▶ Consignes
Recopiez mot pour mot le passage de la lettre au chevalier de Pezay, en commençant à « C'est, monsieur, une » et en terminant à « rendrai toujours . ».

▶ Texte du document
···
C'est, monsieur, une des raisons qui m'ont attaché à vous quand vous m’avez fait l'honneur de venir me voir à Ferney . Vous m'avez séduit par vos grâces, mais vous avez gagné mon cœur par votre mérite . M. le duc de Choiseul que nous appelions si souvent Messala, sait quelle justice je vous ai rendue , quand il a permis avec sa bonté ordinaire que j'eusse l'honneur de lui écrire . Je vous le rendrai toujours .

Je vois avec une satisfaction extrême que vous étudiez le métier de la guerre en homme d'esprit, que vous ne vous bornez pas à remplir simplement vos devoirs, que vous cherchez à être utile, et que vous l'êtes ; que vous regardez les belles-lettres comme un amusement, et le service comme votre occupation . J'aime vos jolis vers, j'aime encore mieux vos talents militaires . Comptez que je serai toute ma vie avec les sentiments les plus inaltérables, monsieur, votre très humble, etc. »













1 Une copie est intitulée par V* « Extrait d'une lettre à M. le chevalier de Pezay du 5 janvier 1767 ». C'est le texte qui a toujours été publié jusqu'ici, depuis la première édition « Autre lettre de M. de Voltaire à M. le chevalier de Pezay du 5 janvier 1767 », Journal encyclopédique (Bouillon, 15 février 1767 ) .Une copie contemporaine donne le texte complet qui est reproduit ici, à une variante près . Les parties absentes de l'extrait sont les deux premiers paragraphes, à l’exception de la dernière phrase du second, et les deux derniers (voir : https://fr.m.wikisource.org/wiki/Correspondance_de_Voltaire/1767/Lettre_6653 ).
···
Entrées d'étiquetage de la position des objets
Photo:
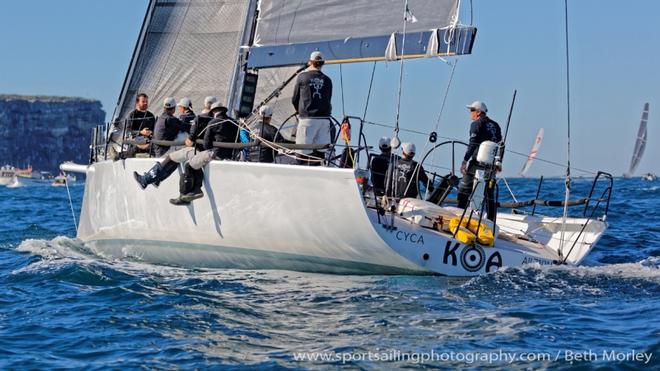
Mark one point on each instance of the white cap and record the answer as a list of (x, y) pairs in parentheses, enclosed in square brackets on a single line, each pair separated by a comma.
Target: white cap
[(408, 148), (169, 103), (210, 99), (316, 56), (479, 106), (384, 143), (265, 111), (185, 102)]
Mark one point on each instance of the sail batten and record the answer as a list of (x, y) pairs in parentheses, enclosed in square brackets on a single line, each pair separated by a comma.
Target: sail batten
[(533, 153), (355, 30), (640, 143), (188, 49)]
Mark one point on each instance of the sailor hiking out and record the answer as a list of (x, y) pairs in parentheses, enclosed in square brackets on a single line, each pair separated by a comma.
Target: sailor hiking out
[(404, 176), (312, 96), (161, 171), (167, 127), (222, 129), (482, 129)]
···
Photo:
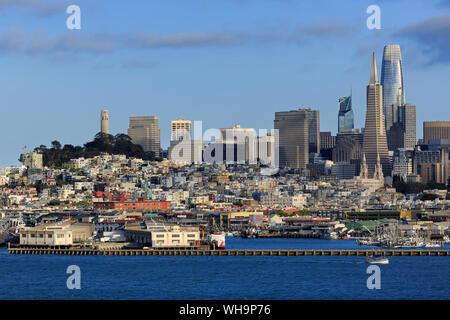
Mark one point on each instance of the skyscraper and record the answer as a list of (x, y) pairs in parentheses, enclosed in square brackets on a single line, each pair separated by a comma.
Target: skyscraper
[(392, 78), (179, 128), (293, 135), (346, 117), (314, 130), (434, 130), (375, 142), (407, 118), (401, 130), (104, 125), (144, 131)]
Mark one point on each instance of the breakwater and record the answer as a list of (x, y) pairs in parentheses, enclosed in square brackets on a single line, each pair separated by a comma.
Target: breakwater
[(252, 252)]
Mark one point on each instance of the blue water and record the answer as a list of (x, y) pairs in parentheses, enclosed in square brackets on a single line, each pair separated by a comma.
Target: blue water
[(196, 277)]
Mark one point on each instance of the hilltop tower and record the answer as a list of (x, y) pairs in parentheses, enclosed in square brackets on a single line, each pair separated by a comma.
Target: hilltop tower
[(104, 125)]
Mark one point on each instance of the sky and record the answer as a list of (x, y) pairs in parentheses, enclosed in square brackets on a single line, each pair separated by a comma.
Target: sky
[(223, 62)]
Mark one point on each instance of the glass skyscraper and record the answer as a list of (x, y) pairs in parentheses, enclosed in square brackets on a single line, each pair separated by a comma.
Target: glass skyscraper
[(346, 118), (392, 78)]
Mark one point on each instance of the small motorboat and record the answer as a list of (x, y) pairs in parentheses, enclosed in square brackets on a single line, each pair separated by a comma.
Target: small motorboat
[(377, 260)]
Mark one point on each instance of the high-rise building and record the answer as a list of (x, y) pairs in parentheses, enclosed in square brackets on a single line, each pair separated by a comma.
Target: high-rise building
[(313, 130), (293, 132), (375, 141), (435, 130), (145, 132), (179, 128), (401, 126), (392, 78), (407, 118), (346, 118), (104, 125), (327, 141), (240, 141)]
···
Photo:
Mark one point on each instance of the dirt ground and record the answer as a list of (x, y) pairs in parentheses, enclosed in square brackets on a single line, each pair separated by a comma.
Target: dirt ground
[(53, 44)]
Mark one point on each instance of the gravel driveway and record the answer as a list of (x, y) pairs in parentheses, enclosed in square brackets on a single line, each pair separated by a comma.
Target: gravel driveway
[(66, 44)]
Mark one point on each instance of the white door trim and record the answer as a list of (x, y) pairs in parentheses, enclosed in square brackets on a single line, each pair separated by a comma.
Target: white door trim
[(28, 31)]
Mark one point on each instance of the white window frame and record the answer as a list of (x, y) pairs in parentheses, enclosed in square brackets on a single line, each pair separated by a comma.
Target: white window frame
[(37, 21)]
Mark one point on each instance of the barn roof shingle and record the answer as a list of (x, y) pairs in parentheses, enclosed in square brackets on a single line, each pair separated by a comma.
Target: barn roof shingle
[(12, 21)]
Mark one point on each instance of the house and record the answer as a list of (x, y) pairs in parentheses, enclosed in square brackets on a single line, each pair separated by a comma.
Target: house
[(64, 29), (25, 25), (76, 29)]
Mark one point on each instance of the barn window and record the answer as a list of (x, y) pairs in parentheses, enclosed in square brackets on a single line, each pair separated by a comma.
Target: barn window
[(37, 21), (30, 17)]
···
▶ Solution
C'est, monsieur, une des raisons qui m'ont attaché à vous quand vous m’avez fait l'honneur de venir me voir à Ferney . Vous m'avez séduit par vos grâces, mais vous avez gagné mon cœur par votre mérite . M. le duc de Choiseul que nous appelions si souvent Messala, sait quelle justice je vous ai rendue , quand il a permis avec sa bonté ordinaire que j'eusse l'honneur de lui écrire . Je vous le rendrai toujours .